[Start of section]
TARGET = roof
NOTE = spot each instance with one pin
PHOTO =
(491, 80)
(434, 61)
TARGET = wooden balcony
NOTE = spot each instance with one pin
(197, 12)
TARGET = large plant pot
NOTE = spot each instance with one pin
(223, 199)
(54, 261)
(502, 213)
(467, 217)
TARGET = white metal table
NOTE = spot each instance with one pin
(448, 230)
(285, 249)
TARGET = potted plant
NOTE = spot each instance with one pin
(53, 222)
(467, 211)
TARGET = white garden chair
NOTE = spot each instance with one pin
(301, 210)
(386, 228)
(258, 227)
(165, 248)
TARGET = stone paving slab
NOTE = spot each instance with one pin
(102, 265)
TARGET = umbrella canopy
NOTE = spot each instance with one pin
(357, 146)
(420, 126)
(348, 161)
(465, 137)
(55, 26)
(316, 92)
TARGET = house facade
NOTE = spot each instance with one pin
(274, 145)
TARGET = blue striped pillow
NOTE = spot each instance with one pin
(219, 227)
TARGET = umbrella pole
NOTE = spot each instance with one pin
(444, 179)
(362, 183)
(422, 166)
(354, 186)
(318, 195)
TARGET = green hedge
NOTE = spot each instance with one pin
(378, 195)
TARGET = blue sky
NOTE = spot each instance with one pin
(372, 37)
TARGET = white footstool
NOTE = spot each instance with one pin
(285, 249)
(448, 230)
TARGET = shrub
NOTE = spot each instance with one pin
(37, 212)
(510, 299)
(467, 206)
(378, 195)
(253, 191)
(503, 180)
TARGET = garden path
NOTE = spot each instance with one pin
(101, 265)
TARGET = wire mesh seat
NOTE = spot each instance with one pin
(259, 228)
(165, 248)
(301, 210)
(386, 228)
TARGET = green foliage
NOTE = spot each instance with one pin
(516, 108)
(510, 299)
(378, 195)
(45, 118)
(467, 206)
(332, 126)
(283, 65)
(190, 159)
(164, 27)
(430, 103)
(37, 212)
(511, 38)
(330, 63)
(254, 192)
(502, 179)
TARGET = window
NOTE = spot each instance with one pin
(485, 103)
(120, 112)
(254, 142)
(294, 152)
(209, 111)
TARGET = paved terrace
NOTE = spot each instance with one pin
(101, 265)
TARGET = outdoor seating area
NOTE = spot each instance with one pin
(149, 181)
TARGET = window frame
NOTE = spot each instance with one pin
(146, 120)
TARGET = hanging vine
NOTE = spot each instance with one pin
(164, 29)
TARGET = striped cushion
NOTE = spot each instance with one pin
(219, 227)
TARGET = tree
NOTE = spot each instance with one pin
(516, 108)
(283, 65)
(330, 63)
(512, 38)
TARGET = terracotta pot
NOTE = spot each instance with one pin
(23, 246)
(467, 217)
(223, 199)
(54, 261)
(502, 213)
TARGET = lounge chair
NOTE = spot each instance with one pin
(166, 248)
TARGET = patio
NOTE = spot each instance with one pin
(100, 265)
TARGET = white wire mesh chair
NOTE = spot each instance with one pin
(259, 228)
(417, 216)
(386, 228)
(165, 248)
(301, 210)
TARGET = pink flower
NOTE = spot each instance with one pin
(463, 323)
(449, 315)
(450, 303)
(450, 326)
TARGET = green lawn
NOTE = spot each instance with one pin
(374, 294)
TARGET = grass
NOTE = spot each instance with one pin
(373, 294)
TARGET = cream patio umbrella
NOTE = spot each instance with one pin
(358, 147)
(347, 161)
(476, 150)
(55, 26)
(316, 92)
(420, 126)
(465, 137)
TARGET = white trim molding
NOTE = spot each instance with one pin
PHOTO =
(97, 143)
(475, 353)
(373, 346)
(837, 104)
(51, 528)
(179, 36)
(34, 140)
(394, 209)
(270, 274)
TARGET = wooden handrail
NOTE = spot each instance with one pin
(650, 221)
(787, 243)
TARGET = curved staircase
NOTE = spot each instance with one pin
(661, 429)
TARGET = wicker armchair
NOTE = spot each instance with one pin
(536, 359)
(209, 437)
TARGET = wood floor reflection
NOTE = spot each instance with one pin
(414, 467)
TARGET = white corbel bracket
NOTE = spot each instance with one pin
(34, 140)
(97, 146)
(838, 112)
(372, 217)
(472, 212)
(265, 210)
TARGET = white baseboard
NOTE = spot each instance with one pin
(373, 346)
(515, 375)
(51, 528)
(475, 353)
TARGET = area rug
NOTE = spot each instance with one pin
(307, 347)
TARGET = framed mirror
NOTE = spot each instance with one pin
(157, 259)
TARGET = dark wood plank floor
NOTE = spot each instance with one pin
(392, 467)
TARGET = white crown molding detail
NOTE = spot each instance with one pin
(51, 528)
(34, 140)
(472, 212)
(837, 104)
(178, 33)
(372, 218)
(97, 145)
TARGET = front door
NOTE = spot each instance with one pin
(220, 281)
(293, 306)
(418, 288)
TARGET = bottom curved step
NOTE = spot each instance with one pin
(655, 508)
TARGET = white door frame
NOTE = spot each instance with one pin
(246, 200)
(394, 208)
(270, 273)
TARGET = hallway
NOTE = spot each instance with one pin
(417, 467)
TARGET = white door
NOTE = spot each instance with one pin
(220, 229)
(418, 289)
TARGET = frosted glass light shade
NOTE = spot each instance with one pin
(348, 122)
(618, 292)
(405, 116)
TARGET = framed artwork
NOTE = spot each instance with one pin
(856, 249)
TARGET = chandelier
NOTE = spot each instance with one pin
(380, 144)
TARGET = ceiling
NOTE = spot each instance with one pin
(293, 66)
[End of section]
— Problem statement —
Output the number of lines above holding the word "plant", and nothing besides it.

— Worked solution —
2